A run of listing lines
====

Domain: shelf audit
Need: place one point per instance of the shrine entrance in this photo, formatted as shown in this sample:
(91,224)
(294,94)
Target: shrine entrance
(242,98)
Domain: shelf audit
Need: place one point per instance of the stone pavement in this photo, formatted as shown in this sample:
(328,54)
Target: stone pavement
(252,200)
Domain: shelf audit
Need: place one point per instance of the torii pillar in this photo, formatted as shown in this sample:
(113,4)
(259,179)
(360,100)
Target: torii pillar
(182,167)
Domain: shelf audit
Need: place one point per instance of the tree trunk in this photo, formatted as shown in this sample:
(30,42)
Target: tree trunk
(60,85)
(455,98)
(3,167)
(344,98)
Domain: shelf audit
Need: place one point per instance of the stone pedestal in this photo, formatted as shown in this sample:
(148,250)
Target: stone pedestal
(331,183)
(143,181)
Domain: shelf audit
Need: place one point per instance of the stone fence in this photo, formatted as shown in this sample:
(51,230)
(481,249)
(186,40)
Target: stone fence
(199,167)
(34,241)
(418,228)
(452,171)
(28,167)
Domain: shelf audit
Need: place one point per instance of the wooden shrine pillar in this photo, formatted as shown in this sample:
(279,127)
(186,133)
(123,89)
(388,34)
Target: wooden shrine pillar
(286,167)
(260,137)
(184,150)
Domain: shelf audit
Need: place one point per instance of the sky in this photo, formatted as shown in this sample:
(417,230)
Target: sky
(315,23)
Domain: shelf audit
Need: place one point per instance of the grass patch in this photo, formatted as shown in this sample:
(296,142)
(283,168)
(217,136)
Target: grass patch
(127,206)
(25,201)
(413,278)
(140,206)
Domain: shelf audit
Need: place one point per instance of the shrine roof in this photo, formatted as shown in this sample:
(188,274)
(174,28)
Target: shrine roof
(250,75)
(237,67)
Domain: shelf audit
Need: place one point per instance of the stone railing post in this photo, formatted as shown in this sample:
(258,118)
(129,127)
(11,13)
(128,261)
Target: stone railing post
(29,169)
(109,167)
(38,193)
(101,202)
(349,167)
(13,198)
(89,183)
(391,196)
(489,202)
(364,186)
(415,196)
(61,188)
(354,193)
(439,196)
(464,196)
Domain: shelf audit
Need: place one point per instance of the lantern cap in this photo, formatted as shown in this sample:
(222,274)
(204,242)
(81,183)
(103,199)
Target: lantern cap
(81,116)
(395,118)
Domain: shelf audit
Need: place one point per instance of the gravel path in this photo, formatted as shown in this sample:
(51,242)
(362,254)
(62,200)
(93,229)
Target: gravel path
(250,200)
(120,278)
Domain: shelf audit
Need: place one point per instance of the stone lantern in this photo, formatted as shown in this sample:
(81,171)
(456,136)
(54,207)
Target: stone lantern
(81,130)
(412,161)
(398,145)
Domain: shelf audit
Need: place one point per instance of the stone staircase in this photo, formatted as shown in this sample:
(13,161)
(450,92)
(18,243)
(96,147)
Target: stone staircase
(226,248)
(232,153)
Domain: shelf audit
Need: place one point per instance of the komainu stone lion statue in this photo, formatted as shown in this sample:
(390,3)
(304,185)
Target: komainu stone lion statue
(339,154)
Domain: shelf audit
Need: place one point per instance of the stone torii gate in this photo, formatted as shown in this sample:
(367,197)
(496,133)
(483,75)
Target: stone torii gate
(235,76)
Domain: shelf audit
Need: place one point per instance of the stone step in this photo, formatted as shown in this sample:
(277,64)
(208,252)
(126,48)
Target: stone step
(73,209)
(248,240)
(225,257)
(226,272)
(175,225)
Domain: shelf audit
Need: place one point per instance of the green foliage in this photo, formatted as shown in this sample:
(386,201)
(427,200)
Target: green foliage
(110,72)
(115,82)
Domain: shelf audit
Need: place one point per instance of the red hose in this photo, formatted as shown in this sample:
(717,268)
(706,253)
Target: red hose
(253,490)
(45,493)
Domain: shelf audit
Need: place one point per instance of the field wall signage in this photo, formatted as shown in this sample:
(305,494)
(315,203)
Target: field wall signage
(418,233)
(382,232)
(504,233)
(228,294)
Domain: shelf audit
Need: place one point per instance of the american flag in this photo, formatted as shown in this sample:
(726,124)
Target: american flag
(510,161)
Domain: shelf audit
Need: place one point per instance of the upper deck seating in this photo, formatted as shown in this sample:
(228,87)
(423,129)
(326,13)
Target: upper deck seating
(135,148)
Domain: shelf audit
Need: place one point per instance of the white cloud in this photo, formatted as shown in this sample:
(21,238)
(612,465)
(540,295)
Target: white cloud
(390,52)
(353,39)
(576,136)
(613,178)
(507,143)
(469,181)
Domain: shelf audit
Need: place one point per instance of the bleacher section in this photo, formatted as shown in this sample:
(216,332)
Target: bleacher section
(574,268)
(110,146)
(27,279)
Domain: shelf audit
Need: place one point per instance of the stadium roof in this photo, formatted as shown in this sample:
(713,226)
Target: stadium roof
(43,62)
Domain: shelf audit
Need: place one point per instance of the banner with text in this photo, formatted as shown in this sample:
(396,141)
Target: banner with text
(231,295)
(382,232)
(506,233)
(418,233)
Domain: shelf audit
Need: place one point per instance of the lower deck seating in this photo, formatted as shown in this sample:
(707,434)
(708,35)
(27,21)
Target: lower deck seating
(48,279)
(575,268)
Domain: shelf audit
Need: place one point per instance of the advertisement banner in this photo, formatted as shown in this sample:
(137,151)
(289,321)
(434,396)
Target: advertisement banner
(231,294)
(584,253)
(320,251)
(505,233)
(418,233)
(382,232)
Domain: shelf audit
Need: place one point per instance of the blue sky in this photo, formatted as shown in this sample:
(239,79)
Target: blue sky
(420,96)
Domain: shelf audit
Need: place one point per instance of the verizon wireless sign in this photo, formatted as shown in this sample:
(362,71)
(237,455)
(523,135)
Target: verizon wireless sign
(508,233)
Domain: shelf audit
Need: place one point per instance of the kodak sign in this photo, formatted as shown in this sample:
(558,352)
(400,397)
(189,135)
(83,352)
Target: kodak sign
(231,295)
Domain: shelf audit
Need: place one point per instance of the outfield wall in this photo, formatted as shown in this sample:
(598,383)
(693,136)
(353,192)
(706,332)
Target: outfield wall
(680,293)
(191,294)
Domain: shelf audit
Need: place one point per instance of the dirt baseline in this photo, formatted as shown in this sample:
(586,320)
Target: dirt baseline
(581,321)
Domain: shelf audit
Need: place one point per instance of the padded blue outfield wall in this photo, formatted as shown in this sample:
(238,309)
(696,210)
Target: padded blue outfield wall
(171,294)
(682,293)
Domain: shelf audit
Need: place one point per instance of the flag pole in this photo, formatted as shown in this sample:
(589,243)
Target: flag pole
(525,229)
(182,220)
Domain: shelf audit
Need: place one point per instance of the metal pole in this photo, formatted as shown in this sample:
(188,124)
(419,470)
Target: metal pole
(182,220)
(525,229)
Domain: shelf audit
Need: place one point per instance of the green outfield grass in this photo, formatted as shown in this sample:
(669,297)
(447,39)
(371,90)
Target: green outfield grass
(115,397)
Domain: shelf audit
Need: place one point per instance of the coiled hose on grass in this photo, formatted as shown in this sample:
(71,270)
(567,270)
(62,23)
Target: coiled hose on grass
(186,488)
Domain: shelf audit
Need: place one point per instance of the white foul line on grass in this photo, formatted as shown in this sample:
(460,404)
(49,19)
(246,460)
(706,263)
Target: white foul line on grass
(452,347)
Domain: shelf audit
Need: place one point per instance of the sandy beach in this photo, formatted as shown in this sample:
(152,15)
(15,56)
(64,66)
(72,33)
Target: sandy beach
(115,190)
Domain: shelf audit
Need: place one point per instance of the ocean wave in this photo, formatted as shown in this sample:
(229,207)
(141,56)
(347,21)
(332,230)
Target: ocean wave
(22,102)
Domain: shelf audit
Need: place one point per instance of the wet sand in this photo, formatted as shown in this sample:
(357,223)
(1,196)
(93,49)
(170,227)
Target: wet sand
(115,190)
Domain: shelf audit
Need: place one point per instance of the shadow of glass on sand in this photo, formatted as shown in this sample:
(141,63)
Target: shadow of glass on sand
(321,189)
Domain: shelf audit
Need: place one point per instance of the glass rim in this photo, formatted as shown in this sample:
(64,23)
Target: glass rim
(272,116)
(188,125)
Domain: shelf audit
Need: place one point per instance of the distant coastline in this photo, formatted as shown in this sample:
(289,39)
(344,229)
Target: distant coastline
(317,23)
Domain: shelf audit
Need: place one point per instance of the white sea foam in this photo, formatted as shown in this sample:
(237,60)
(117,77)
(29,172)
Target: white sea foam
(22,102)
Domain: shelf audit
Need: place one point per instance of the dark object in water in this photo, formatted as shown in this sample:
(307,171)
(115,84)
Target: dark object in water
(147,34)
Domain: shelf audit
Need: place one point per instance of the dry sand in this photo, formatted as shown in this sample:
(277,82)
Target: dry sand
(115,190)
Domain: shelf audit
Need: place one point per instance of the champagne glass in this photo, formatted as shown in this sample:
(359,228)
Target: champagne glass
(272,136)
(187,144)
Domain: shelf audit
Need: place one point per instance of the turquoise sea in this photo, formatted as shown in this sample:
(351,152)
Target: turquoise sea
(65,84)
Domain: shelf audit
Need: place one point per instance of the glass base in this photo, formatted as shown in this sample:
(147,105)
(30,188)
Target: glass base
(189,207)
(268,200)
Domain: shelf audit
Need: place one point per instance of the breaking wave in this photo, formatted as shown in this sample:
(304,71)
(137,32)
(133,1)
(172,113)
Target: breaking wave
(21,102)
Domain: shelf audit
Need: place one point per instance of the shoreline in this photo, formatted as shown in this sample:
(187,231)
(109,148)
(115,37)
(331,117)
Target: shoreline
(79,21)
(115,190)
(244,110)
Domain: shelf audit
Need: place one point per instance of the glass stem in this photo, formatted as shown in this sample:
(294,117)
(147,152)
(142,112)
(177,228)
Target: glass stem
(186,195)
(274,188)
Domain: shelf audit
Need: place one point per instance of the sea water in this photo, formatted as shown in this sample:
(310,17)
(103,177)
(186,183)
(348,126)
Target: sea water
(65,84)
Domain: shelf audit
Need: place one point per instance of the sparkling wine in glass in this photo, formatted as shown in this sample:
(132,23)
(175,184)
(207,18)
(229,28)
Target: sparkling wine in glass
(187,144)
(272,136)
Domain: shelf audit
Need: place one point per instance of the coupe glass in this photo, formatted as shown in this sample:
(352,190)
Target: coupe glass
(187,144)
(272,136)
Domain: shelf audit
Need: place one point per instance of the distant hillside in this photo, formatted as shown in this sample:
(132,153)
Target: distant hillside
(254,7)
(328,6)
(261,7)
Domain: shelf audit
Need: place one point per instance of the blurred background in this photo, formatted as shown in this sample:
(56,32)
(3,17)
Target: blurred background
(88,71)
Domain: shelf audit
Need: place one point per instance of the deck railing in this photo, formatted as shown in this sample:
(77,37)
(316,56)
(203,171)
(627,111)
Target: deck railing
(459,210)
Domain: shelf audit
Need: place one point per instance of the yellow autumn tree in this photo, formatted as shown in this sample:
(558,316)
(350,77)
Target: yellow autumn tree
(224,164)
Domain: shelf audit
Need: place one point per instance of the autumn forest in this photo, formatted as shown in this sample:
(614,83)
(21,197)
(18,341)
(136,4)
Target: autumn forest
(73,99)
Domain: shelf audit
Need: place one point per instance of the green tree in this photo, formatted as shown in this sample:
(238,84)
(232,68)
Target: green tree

====

What you need to do. List every line of the listing above that contains the word "komainu", treating uppercase and lowercase as distinct.

Output below.
Need: place one point per instance of the komainu stone lion statue in this photo, formatted as shown in this sample:
Target: komainu stone lion statue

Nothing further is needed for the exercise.